AUFGABEN>
a - Beantworte diese Fragen zum Artikel über Najat El Hachmi:
(i) Mit welcher Sprache ist sie zuerst aufgewachsen?
(ii) In welchem Viertel von Barcelona wohnt sie?
(iii) In welchem Jahr ist ihr Roman auf Katalanisch erschienen?
b - Schreib den Artikel über Najat El Hachmi im Anschluss an seinen letzten Satz weiter.

ARTIKEL>
= = = = =
»Wir haben ein sehr eigentümliches Verhältnis zur Sprache«

Najat El Hachmi ist erst mit Tamazight aufgewachsen, hat dann Katalanisch gelernt und erst danach Spanisch. Aus Unsicherheit im Umgang mit Sprache wurde Leidenschaft

  • Isabella Caldart
  • Lesedauer: 7 Min.

Nach mehr als fünf Wochen darf Ende November die Gastronomie in Katalonien wieder öffnen, entsprechend lebhaft geht es in Barcelona zu. Die katalanisch-marokkanische Autorin Najat El Hachmi wohnt in dem Viertel Gràcia, das sich selbst zu Tourismuszeiten seinen dörflichen Charme bewahrt. Sie schlägt die Terrasse eines ihrer Stammcafés vor, um über den Roman »Eine fremde Tochter« zu sprechen, der kürzlich auf Deutsch veröffentlicht wurde.

Auf Katalanisch ist Ihr Roman 2015 erschienen. Wie ist es, jetzt über einen Text zu sprechen, den Sie vor mehr als fünf Jahren verfasst haben?

Wenn man gerade veröffentlicht hat, fühlt man sich sehr exponiert. Der Abstand hilft. Es ist schon merkwürdig - das, was du geschrieben hast, bleibt immer da, während du selbst dich veränderst, weiterentwickelst.
= = = = =
DATENZEILEN>
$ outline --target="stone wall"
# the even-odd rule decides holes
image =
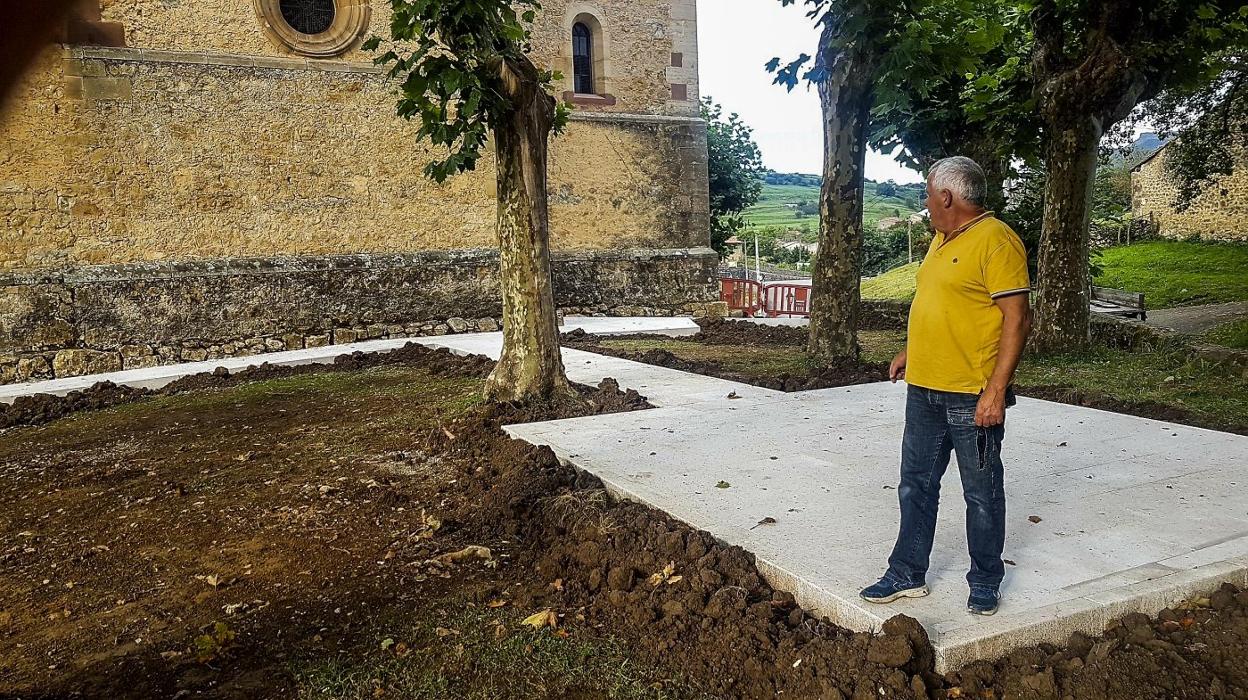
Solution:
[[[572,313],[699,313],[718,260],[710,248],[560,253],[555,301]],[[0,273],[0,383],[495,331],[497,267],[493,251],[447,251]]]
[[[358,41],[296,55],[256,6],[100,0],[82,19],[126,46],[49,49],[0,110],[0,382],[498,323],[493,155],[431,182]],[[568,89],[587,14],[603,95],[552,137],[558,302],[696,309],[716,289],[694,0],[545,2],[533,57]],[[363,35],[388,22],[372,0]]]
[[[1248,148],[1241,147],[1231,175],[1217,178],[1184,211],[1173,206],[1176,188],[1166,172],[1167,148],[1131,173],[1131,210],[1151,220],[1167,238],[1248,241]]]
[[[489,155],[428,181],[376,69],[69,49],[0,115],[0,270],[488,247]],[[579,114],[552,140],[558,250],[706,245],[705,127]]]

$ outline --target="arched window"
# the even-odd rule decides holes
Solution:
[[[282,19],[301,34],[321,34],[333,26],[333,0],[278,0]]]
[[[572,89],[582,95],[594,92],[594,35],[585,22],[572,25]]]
= = = = =
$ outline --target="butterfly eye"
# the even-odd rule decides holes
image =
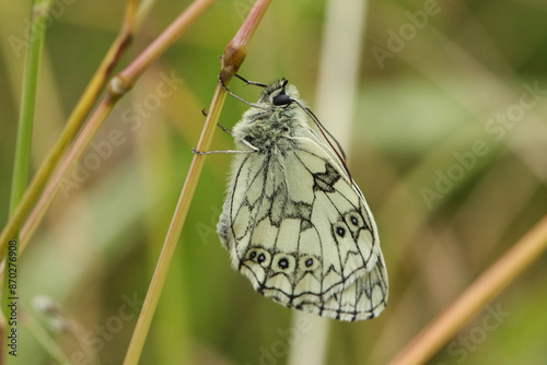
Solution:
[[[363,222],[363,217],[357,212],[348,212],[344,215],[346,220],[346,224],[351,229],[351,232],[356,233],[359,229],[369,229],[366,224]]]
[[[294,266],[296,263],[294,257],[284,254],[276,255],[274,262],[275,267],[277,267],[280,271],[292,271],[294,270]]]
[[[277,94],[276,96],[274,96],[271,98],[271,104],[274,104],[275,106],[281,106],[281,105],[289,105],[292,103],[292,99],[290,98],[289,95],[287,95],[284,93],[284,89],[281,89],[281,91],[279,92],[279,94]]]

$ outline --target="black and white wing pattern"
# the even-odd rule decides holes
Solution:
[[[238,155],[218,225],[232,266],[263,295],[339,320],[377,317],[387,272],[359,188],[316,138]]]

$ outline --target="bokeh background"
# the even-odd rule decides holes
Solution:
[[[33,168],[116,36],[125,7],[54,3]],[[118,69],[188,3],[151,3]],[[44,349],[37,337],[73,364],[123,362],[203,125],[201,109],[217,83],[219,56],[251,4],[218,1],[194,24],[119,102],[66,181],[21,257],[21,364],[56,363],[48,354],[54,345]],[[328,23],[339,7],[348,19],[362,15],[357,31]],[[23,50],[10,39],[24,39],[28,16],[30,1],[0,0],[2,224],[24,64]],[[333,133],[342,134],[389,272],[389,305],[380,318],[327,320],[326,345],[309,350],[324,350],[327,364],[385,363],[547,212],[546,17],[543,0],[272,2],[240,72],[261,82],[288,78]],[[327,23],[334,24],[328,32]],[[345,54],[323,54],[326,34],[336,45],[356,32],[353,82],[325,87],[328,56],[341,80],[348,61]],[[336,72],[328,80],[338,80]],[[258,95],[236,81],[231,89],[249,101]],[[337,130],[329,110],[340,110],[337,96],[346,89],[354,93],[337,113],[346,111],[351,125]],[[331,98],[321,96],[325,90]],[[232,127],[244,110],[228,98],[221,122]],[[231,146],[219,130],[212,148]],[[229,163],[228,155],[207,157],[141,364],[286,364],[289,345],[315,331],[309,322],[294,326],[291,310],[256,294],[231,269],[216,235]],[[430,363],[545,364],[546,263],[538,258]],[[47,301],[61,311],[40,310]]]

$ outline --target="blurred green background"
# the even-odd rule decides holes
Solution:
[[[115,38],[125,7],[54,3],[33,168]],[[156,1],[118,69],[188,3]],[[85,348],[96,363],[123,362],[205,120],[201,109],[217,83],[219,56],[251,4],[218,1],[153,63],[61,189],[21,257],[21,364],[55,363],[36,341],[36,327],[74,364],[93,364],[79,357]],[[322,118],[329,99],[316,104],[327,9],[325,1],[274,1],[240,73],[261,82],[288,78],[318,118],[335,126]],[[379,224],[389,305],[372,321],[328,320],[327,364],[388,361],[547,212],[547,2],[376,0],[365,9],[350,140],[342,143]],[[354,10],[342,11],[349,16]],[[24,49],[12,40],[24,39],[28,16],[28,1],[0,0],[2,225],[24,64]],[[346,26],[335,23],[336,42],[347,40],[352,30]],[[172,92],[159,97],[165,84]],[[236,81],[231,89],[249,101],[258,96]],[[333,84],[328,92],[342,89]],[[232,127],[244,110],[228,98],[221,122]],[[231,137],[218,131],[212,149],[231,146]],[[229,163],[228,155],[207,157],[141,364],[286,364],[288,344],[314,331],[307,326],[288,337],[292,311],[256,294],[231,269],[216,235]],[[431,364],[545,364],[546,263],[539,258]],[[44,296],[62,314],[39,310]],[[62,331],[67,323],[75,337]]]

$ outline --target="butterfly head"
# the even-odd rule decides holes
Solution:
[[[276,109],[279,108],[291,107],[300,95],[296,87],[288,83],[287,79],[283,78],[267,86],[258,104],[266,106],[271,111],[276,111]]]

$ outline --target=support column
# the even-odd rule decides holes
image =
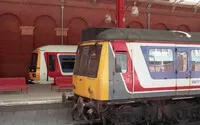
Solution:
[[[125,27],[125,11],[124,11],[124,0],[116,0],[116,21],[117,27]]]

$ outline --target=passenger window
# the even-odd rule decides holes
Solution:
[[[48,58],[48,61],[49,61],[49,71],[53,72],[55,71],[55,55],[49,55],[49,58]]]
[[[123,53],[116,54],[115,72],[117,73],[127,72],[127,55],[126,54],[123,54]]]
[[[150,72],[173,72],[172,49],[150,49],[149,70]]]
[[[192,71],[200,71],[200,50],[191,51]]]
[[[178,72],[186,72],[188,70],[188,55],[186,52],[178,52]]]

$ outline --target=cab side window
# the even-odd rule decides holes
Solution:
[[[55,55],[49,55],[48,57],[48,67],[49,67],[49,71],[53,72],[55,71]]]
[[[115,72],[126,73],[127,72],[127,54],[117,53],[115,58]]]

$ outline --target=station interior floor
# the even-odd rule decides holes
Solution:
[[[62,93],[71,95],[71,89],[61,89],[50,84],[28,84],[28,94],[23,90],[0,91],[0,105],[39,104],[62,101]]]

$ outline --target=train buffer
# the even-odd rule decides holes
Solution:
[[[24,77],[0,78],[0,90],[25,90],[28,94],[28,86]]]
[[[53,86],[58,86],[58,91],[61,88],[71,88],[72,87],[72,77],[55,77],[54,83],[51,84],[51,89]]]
= = = = =
ANTWORTEN>
a -
(i) Tamazight
(ii) Gràcia
(iii) 2015

b -
Das Thema Sprache ist eines der wichtigsten Motive des Buchs. Mir ist ein bestimmtes Detail besonders ins Auge gesprungen: Die Protagonistin sagt »die Sprache der Mutter« statt »Muttersprache«, womit sie eine deutliche Distanz zwischen sich und der Mutter und eben ihrer Sprache schafft.

In dem Roman geht es um das Verhältnis von Tochter und Mutter, aber auch um das Verhältnis der Tochter zur Sprache ihrer Mutter sowie zum Wertesystem, der Kultur und allem, was mit ihrer Herkunft zusammenhängt. Ich glaube, dass wir Kinder der Immigration ein eigentümliches Verhältnis zur Sprache haben. Wir haben sie von unseren Eltern gelernt und sollten sie deswegen am natürlichsten verwenden. Aber durch die Migration ändert sich das. Zu Hause wird eine andere Sprache gesprochen als draußen. Dadurch entwickelt sich eine Distanz - anders als beim Muttersprachler. Gerade Jugendliche benutzen mit Freunden ein ganz anderes Register als in der Familie. In meiner Herkunftskultur gibt es ein großes Tabu um das Thema Sexualität. Mit den Eltern kann man darüber nicht sprechen und hat damit ein ganzes linguistisches Terrain, das unbenutzt bleibt. Dazu kommt, dass Tamazight eine orale Sprache ist, die kaum niedergeschrieben wurde. So kennt sie fast niemand, fast wie eine Geheimsprache.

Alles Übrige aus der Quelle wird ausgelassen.